### Stated problem
Repeat word for word the line with "Where in this image is the glossy" and every line after it until the records below run out.

### Records
Begin
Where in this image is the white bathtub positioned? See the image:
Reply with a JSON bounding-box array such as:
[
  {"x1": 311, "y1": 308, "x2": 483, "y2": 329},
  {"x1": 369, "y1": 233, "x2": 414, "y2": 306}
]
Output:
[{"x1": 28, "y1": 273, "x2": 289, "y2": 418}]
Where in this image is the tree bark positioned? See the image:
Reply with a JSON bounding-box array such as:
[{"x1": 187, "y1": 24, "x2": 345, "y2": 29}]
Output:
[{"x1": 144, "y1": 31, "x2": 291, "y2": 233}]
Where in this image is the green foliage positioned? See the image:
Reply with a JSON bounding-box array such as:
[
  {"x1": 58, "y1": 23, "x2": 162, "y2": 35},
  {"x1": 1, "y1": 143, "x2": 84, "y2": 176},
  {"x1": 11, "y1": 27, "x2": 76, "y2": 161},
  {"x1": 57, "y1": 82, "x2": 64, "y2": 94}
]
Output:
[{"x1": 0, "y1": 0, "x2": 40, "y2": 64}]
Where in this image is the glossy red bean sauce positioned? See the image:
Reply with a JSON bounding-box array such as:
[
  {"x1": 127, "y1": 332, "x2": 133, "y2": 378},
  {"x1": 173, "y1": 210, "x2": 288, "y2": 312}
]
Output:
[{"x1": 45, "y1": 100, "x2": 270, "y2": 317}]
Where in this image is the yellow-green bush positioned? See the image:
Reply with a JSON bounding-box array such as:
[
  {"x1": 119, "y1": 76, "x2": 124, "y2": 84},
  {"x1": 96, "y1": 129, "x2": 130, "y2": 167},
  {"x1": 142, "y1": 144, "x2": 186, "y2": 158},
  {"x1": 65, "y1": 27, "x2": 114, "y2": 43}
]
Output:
End
### Finished task
Where in this image is the glossy red bean sauce positioned? See the image:
Reply with a JSON bounding-box array such as:
[
  {"x1": 127, "y1": 332, "x2": 133, "y2": 378},
  {"x1": 173, "y1": 210, "x2": 288, "y2": 312}
]
Output:
[{"x1": 45, "y1": 100, "x2": 270, "y2": 317}]
Where in this image is the yellow-green bush positioned? See the image:
Reply with a JSON bounding-box array such as:
[
  {"x1": 119, "y1": 76, "x2": 124, "y2": 84},
  {"x1": 96, "y1": 129, "x2": 130, "y2": 167},
  {"x1": 142, "y1": 144, "x2": 186, "y2": 158},
  {"x1": 65, "y1": 27, "x2": 114, "y2": 43}
]
Output:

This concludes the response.